*Stated goal*: Quote every item below word for word, keeping each line as it stands.

[Pointing records for named objects]
--------------------------------

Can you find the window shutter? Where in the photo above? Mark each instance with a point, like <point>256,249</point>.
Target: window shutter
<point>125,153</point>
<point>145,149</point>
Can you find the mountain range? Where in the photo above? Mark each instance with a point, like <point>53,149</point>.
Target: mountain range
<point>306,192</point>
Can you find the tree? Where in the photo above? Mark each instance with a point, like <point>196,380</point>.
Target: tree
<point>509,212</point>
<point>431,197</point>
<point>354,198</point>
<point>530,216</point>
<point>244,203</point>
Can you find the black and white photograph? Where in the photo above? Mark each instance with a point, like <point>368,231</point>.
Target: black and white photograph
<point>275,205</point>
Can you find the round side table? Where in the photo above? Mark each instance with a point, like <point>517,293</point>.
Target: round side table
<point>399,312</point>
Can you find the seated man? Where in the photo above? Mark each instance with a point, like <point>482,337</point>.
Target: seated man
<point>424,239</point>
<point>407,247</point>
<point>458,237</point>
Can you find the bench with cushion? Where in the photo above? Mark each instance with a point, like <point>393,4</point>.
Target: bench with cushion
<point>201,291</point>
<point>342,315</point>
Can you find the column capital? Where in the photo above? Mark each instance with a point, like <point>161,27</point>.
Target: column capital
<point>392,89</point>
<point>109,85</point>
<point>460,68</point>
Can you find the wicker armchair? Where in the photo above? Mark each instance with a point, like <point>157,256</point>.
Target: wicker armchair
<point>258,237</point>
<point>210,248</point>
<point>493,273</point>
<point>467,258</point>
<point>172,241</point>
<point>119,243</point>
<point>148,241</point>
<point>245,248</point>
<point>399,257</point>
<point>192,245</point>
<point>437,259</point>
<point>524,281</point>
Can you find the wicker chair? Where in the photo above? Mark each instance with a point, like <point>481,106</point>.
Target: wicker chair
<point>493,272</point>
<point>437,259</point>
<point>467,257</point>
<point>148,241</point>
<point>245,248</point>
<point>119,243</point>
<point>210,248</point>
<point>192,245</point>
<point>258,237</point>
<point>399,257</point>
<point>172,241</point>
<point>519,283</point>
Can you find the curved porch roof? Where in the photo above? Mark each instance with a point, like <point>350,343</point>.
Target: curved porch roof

--------------------------------

*Problem solution*:
Can you find the window shutter? Where in the photo above? Mark each instance with a point, like <point>256,249</point>.
Target: window shutter
<point>125,153</point>
<point>145,149</point>
Can you find the mountain range? Where in the photo above? Mark each instance with a point, like <point>53,149</point>.
Target: mountain range
<point>306,192</point>
Can you find the tree? Where in the photo above? Mark each instance with a point, like <point>196,380</point>.
Target: tree
<point>509,212</point>
<point>431,197</point>
<point>354,198</point>
<point>530,216</point>
<point>244,203</point>
Can you find the black and white photograph? Where in the photo above? Mark each instance with a point, like <point>368,231</point>.
Target: black and white photograph
<point>275,205</point>
Can you find the round side table? Where in the photo above? Mark each instance with a point, like <point>517,293</point>.
Target: round side table
<point>399,312</point>
Can you find the seated man? Where in the photo above? Mark each instance with a point, like <point>482,337</point>.
Target: seated man
<point>424,239</point>
<point>407,247</point>
<point>458,237</point>
Can you find the bench with cushion? Where in the photo above? Mark each instance with a point, like <point>393,4</point>.
Target: bench with cushion
<point>201,291</point>
<point>342,315</point>
Can you find the column capital? Where in the photo above? Mark each instance with a point, like <point>161,27</point>.
Target: column capital
<point>392,89</point>
<point>109,85</point>
<point>460,68</point>
Can you find the wicker armchair? Where in the photo above? Mark each instance with a point, like <point>157,256</point>.
Target: wicker armchair
<point>258,237</point>
<point>210,248</point>
<point>493,273</point>
<point>467,258</point>
<point>172,241</point>
<point>119,243</point>
<point>148,241</point>
<point>245,248</point>
<point>399,257</point>
<point>192,245</point>
<point>437,259</point>
<point>524,281</point>
Can you find the wicker chair? Where in the photo above? Mark each instance with a point, like <point>481,106</point>.
Target: wicker chair
<point>493,272</point>
<point>437,259</point>
<point>467,257</point>
<point>148,241</point>
<point>245,248</point>
<point>119,243</point>
<point>210,248</point>
<point>192,245</point>
<point>258,237</point>
<point>399,257</point>
<point>172,241</point>
<point>519,283</point>
Can you find the curved porch roof? Where in the photo above? Mark each instance with a point, like <point>350,343</point>.
Target: curved porch roof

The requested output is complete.